[Material provided]

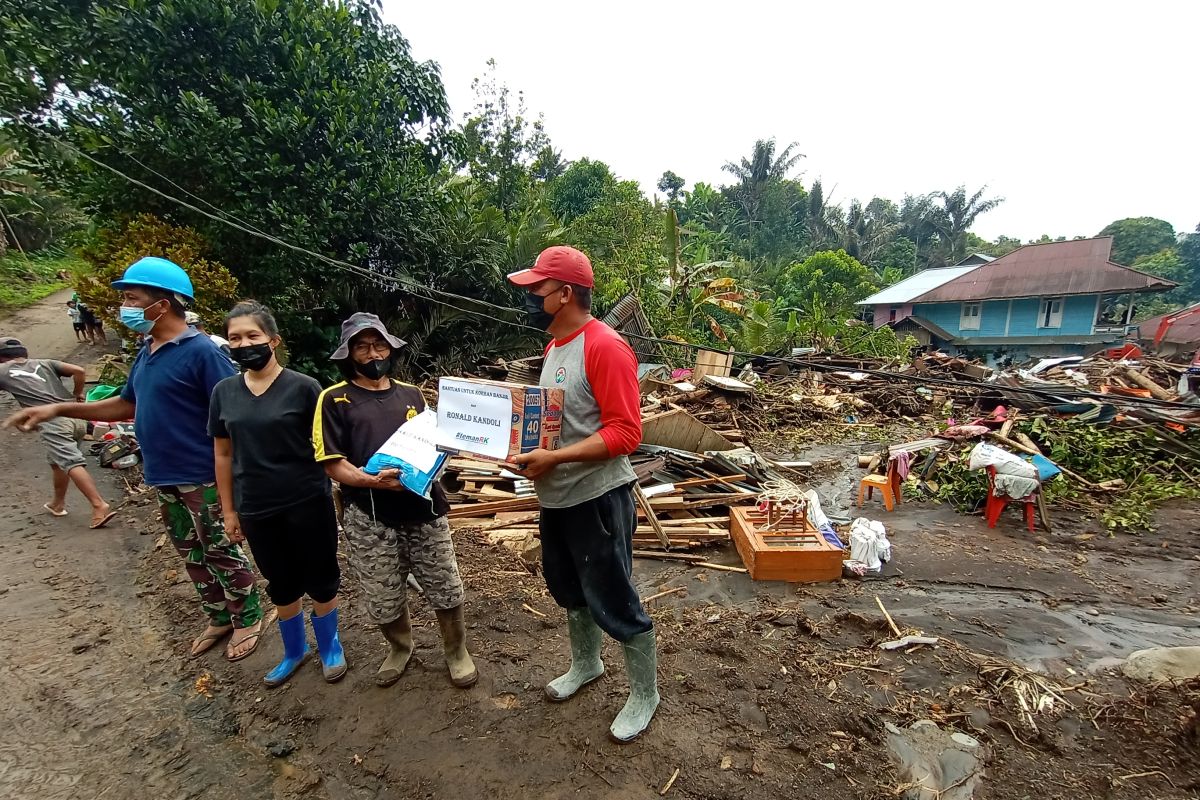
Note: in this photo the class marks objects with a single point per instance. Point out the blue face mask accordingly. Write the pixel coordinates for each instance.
(136, 319)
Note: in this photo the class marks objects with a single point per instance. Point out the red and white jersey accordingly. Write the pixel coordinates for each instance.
(597, 371)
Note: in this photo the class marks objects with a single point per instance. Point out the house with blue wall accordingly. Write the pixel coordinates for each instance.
(1041, 300)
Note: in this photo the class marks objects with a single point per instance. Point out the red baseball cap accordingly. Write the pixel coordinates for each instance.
(558, 263)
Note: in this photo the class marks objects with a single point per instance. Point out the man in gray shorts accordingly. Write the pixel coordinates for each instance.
(39, 382)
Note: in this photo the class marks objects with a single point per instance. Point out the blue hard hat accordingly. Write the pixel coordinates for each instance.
(157, 274)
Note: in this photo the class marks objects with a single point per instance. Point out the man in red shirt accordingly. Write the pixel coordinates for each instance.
(585, 487)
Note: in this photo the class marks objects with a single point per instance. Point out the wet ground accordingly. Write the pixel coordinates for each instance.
(768, 690)
(97, 701)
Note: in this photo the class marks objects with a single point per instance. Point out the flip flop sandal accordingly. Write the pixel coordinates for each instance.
(252, 637)
(103, 522)
(208, 641)
(263, 624)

[Task brief] Reproduce only the lines running from the one that contains "the blue hard" to the last line of the records.

[Solution]
Note: in this photo the class marks objects with a single point per instance. Point out the blue hard hat accordingly. Write the pixel coordinates for each instance.
(157, 274)
Note: in this photo the class marks objects with a single point per instance. Point out the man in red shirt accordingly. Write the pixel coordinates for each instance.
(585, 487)
Note: in this photo the class marks objects with a single point per instance. Point out the wet ground accordingly. Write the pixel coordinates for each instance.
(768, 690)
(97, 701)
Note: in this photo the class marks objects with a single point per instance. Point out the flip flop sandal accordingly. Write the pixel coordinates for each instance.
(252, 637)
(103, 522)
(208, 641)
(263, 624)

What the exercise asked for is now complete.